begin Items
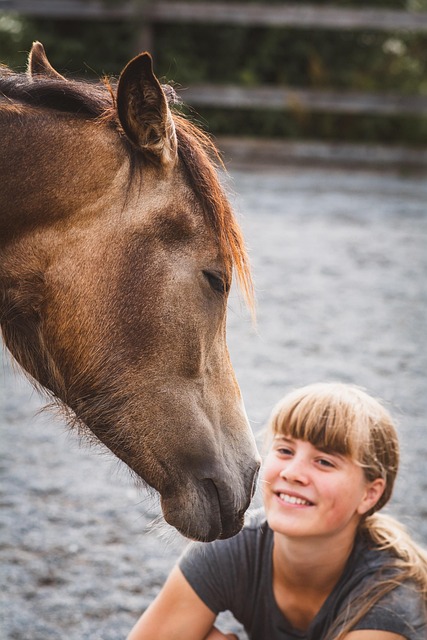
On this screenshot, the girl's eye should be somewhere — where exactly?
[276,447,293,456]
[317,458,335,469]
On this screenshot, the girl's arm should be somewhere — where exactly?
[127,566,235,640]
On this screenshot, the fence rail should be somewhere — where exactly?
[185,85,427,115]
[0,0,427,167]
[0,0,427,32]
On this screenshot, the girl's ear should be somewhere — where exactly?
[357,478,385,516]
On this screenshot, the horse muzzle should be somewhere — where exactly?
[161,461,259,542]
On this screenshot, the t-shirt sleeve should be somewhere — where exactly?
[354,583,427,640]
[179,536,251,614]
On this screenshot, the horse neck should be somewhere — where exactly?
[0,107,125,242]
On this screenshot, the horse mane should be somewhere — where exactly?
[0,67,254,310]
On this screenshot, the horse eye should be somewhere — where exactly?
[203,271,229,294]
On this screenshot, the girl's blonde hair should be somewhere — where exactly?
[269,382,427,640]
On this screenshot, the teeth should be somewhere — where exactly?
[279,493,311,505]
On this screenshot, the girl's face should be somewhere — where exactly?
[263,435,384,540]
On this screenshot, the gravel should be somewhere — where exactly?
[0,162,427,640]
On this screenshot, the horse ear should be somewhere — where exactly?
[117,53,177,166]
[27,42,65,80]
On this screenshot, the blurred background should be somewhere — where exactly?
[0,0,427,166]
[0,0,427,640]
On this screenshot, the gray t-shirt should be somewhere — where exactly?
[179,513,427,640]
end Items
Convert the entries above into a numbered list with one line per item, dropping any blank lines and leaving the pictures out.

1. On this screenshot, the girl's eye should be somewhere — where exactly?
2. [276,447,293,456]
3. [317,458,335,469]
4. On this screenshot, the girl's arm should be somewhere — where exactly?
5. [127,566,235,640]
6. On this screenshot, the fence rail should be somewhere — where exactly?
7. [185,85,427,115]
8. [0,0,427,167]
9. [0,0,427,32]
10. On this screenshot, the girl's ear should be somewhere — where exactly?
11. [357,478,385,516]
12. On this screenshot, the horse muzzle should be somewhere — where exactly?
13. [161,461,259,542]
14. On this screenshot, the t-shirt sleeve should be somewhere — where exactly?
15. [354,583,427,640]
16. [179,536,251,614]
17. On this screenshot, the horse neck should be somewhere — where exactly?
18. [0,107,125,242]
19. On this screenshot, the horse mane should be somewhere — where exactly?
20. [0,67,254,310]
21. On this screenshot, the horse eye should be somewhere — where exactly?
22. [203,271,229,294]
23. On this screenshot, the girl's blonde hair should be somewhere — where exactly?
24. [269,382,427,640]
25. On this screenshot, the teeth should be somewhere — where exactly?
26. [279,493,311,505]
27. On this screenshot, the girl's face should be somewhere — where exactly?
28. [263,435,384,540]
29. On this screenshot, the gravel should be somewhere — where exactly?
30. [0,162,427,640]
31. On this screenshot, the horse ear should be somewhere — where exactly?
32. [117,53,177,166]
33. [27,42,65,80]
34. On this screenshot, the blurred background should be somewhere — where exactly?
35. [0,0,427,166]
36. [0,0,427,640]
37. On this screenshot, the gray t-shirt should be somewhere — where exactly?
38. [179,513,427,640]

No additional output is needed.